TO DO | Render every line of the rows below as a numbered list, skipping blank lines and leaving the pictures out of your answer.

EXTRACTED MATERIAL |

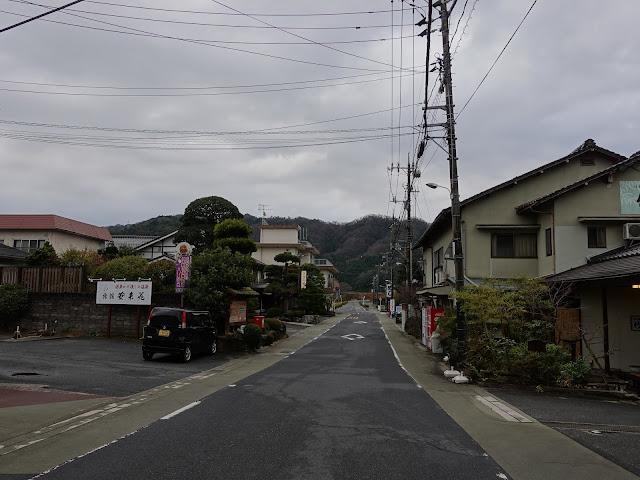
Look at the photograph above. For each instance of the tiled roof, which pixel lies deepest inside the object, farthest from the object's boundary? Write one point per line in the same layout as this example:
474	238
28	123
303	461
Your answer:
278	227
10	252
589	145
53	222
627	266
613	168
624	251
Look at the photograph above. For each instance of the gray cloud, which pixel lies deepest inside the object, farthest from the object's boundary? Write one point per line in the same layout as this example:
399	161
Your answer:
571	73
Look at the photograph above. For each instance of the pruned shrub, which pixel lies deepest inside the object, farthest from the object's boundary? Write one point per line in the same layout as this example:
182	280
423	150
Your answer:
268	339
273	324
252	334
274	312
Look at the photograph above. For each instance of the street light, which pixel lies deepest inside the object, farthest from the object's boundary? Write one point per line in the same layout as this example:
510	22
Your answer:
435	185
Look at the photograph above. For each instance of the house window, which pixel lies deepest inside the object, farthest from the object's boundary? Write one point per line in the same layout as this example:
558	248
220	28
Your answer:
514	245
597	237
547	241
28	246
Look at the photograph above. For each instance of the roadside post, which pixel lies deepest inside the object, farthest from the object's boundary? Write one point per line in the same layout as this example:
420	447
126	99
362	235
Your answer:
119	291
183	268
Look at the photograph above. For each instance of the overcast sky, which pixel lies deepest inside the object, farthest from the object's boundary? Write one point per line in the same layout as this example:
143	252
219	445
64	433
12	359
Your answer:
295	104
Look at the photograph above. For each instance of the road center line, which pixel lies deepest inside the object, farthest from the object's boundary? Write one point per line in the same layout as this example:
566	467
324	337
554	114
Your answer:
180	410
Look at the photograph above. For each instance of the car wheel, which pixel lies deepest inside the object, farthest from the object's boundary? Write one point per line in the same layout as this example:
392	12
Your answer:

THE OUTPUT |
1. Look at the photograph above. For each instance of the tiled roof, which pixel lies deepest inside the object, farthest from the object's boundary? Write one point per line in the same layout as this example:
2. 474	238
3. 28	123
4. 303	461
5. Your answer:
6. 278	227
7. 10	252
8. 589	145
9. 53	222
10. 627	266
11. 613	168
12. 624	251
13. Look at the photograph above. For each instance of the gray cloud, which pixel lies deepest inside the object, farthest from the object's boundary? Write one point per line in the same layout as this example:
14. 399	161
15. Your answer:
16. 571	73
17. Look at the photograph above. For each instance of the pruned shrub, which pixel lies deepest inside the object, farthest from the object's boundary? Write one point per line in the same layout as this example:
18. 182	280
19. 423	150
20. Your answer:
21. 268	339
22. 273	324
23. 252	334
24. 274	312
25. Look at the photograph above. For each instance of the street light, which pixel lies deepest inside the object, farthest from the object's boundary? Write one point per line in the same layout as this example:
26. 510	22
27. Your answer:
28. 435	185
29. Look at the photograph above. For each instance of the house window, which pixel lies deepest inside the object, farthest from the object's boundary? Write one point per line in the same layout as this example:
30. 558	248
31. 220	28
32. Your answer:
33. 514	245
34. 597	237
35. 547	241
36. 28	246
37. Look at the photograph above. For each instance of the roadside post, which pixel lies deepest inside the object, farthest from the object's boundary? Write one point per line in the same layout as this example:
38. 420	447
39. 126	99
40. 362	235
41. Your answer:
42. 119	291
43. 183	268
44. Look at the photograph above. For each instance of the overcast sky, which pixel lies deepest inside the object, farthest from the object's boundary? Write one point per line in the same layout as this example:
45. 143	252
46. 219	445
47. 64	433
48. 12	359
49. Your answer:
50. 295	104
51. Look at the photograph above. For each instance of the road center line, which pixel lies deepest inside the object, farthest from the object's boundary? Write one point per line in the same layout as this example:
52. 566	467
53. 324	337
54. 554	114
55. Your answer:
56. 180	410
57. Look at the photograph above. For each instance of the car wheel, which pixel lies deepest inside the object, farthest from the object's boundary? Write one point per line in the same layout as this example:
58. 392	12
59. Your answer:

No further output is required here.